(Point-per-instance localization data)
★ ★ ★

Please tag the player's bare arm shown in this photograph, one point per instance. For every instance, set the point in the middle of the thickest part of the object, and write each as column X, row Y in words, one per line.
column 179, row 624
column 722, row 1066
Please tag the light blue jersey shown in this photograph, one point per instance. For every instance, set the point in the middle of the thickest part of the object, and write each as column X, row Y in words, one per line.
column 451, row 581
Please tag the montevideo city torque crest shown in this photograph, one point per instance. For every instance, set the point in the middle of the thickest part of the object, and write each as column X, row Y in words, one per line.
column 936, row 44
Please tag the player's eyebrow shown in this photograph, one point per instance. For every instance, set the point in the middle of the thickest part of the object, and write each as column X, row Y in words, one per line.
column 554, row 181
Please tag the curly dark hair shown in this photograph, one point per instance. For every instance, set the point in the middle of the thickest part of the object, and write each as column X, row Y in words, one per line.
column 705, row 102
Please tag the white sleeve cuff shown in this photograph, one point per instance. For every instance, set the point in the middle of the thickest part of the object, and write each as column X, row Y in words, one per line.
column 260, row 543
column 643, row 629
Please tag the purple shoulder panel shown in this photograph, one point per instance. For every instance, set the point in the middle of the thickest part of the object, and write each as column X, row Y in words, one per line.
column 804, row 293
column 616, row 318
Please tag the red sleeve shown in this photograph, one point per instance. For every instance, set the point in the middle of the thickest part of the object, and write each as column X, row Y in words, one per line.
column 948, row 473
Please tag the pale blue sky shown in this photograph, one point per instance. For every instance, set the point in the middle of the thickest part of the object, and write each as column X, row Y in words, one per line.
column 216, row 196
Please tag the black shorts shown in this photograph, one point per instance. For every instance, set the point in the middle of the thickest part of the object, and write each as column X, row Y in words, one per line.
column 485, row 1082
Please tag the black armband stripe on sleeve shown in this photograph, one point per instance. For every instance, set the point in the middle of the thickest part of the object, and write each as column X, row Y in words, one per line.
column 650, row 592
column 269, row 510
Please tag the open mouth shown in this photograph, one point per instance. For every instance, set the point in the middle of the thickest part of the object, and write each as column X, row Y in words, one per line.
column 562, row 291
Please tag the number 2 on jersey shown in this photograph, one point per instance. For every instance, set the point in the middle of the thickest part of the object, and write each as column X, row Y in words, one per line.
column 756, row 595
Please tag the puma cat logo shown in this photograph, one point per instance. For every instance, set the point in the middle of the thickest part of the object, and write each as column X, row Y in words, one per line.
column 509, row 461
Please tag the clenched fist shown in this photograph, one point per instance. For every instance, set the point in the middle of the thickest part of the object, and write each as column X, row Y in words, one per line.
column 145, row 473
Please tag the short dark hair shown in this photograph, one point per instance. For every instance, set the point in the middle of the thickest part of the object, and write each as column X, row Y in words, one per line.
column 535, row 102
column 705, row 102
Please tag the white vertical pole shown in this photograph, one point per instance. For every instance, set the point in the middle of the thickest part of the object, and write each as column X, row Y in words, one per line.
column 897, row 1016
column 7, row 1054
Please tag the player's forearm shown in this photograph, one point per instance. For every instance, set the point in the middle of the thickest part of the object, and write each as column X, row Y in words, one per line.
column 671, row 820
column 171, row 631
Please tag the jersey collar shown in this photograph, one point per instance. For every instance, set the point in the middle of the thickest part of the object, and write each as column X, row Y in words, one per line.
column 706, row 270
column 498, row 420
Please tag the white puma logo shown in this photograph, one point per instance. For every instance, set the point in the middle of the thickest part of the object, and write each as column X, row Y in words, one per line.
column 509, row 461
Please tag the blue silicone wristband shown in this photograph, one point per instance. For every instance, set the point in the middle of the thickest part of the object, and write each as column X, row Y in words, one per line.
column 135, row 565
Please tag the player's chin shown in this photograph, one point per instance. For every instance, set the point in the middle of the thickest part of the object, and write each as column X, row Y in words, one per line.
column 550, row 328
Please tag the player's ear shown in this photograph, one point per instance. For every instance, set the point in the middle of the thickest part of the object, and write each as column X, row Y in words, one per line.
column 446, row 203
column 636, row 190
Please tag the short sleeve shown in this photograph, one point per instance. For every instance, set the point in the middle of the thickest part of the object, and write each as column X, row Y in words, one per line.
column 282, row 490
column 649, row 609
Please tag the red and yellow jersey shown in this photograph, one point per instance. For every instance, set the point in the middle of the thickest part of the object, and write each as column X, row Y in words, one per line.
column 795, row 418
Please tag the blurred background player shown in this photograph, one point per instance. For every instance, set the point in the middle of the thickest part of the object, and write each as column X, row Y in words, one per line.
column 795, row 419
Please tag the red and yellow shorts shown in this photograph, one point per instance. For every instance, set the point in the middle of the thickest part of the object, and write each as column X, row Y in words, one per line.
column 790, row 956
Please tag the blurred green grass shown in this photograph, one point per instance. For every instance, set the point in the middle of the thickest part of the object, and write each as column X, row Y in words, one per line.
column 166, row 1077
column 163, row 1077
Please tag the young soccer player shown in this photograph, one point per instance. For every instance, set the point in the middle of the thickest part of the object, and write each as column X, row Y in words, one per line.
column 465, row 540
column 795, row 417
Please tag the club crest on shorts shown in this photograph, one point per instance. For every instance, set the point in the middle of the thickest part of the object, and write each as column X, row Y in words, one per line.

★ ★ ★

Each record is to be transcribed exactly and in full.

Please tag the player's bare arm shown in this photograph, one point per instance. For every instance, set the point in the middle of the thickest part of the object, and write each as column X, row Y in words, one per line.
column 179, row 624
column 722, row 1066
Please tag the light blue jersey shown in this photograph, one point per instance. For every instance, set the point in the middle of the thickest part of the object, and write each as column X, row Y in words, one per line.
column 451, row 581
Please tag the montevideo city torque crest shown in this photograph, one point per instance. For every instance, set the point in the middle of the thickest part of the object, and write each as column X, row Y in words, one per line.
column 936, row 44
Please tag the player's eyebrow shown in this photograph, one point per instance. For every instance, set the point in the middle of the thickest part of the object, and write each as column X, row Y in words, one per line.
column 554, row 181
Please tag the curly dark hair shown in this photograph, one point per instance. For every instance, set the point in the middle of the thickest part of the object, and write each as column X, row Y in words, one per line.
column 705, row 102
Please tag the white sleeve cuff shown in this photograph, one point per instance. For every instance, set the point in the middle of the thickest part of the object, and write each as column X, row Y in words, one per line.
column 260, row 543
column 643, row 629
Please tag the purple shoulder panel shown in this photograph, one point per instance. For every instance, set the point in the middle of the thickest part of the object, and write each as column X, row Y in words, one per line.
column 804, row 293
column 616, row 318
Please tag the red sleeve shown in this photograph, one point per instance. For every instance, set the point in the middle of the thickest part of the object, and write each as column X, row Y in words, one per line.
column 948, row 473
Please tag the pale blue sky shown in this photograph, one point per instance. For every instance, set the point in the middle of the thickest part of the object, and write each as column X, row Y in words, one per line.
column 216, row 196
Please tag the black shorts shown in this photograph, one point per instance. For every instance, set the point in the middle of the thickest part of the object, and write each as column X, row Y in words, one per line.
column 485, row 1082
Please tag the black armband stripe on sleeve shown in this photograph, one point per instance. For every instance, set the point in the middle of the thickest part of the object, and write each as column X, row Y in words, one per line.
column 650, row 592
column 269, row 510
Please tag the open mouth shown in this photograph, one point per instance. For every instance, set the point in the middle of the thickest part of the object, and write each as column X, row Y in words, one per line.
column 562, row 291
Please tag the number 2 on jersey shown in this photograph, one point per instance. For every instance, set the point in the middle of the thickest part of the object, and write each as column X, row Y in words, one per line.
column 756, row 595
Please tag the puma cat logo shown in this photograph, one point per instance. For every instance, set the point in the middle of the thickest part of the object, and write each as column X, row Y in words, one per line.
column 509, row 461
Please tag the clenched fist shown in this photograph, one point per instance. For every instance, set the point in the middle of the thickest part of the object, and write each as column X, row Y in words, one per line.
column 145, row 473
Please tag the short dark hair shown in this photograph, one point per instance. For every instance, set the point in the middle of the thickest part of the object, and write each as column X, row Y in words, one per line.
column 535, row 102
column 705, row 102
Please tag the white vertical pole shown in this photograph, one point per instance. For every instance, set the point in the middle of the thickest part of the object, and write each as column X, row Y in words, one per line.
column 897, row 1016
column 7, row 1054
Please tag the player's forearm shown in this photograph, one point per instance. For every instance, set the point in the middle of the thickest part of the object, and write each as column X, row Y in words, one per line.
column 671, row 820
column 171, row 631
Please tag the jersey collar shown in this photograph, one point per instance. For every instance, set the point in the middle of the thickest part of the object, and write each as column X, row Y in words, one per line.
column 706, row 270
column 498, row 420
Please tag the white puma logo shown in this photograph, one point per instance. For every instance, set the point in the middle of the thickest part of the object, and write each as column X, row Y in words, one per line.
column 509, row 461
Please tag the blue silicone wristband shown in this photograph, one point per instance. For every instance, set the point in the middle of the thickest part of the object, and write each as column X, row Y in words, one per line.
column 135, row 565
Please tag the player's chin shown in this photograph, one point per instance. For every instance, set the point in the middle of the thickest part of the object, and write each as column X, row Y in words, one per line.
column 550, row 328
Please tag the player's ear shown in this photograph, one point per instance. For every instance, set the point in the middle of the thickest part of the object, and write each as column X, row Y in words, one per line.
column 446, row 203
column 636, row 190
Please tag the short sleeve shown in this photograph, one point per instance. For every instance, set the point in the middle of the thickest part of the object, and write each as column X, row Y in words, one per line.
column 282, row 490
column 649, row 609
Please tag the red and yellow jersey shown in this photograph, one point per instance. For every instance, set the point in the middle of the thickest part of the object, and write each as column X, row Y in words, one per line.
column 795, row 418
Please tag the blurred background player shown in this photograph, one point per instance. For every instance, set the point in the middle of the thickest part of the object, and write each as column X, row Y in words, one per line.
column 795, row 419
Please tag the red and yellow shorts shown in this photograph, one point per instance. For every instance, set the point in the middle of the thickest part of the object, and write each as column X, row Y in words, one per line.
column 790, row 956
Please tag the blurred green grass shown in this photograph, one point per instance. For every instance, set the point in the middle of the thickest part of the object, and write each as column X, row Y in words, one per line.
column 166, row 1077
column 163, row 1077
Please tag the young soccer player shown in this photograph, one point per instance. For every instance, set the point in the middle of the thickest part of the object, and write each as column X, row Y in words, one per line.
column 465, row 540
column 795, row 417
Please tag the club crest on shorts shown in this photograph, one point per instance. For every instance, set the point in the middle of the thickest part of the object, and write each as column X, row Y in words, one per line.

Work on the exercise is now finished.